Records from a pointing dataset:
--- start ---

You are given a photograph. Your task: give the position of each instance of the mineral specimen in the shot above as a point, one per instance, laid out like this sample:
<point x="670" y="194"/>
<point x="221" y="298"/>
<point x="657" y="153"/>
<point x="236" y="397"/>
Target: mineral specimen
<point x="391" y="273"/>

--- end ---

Copy out all of the data above, requests included, and shift every x and y coordinate in the answer points up by 33.

Answer for the task ::
You are given a photograph. Your task: give the position of each instance of the mineral specimen in the shot above as a point, one per instance, laid out like this sample:
<point x="670" y="194"/>
<point x="221" y="298"/>
<point x="657" y="153"/>
<point x="236" y="397"/>
Target: mineral specimen
<point x="424" y="306"/>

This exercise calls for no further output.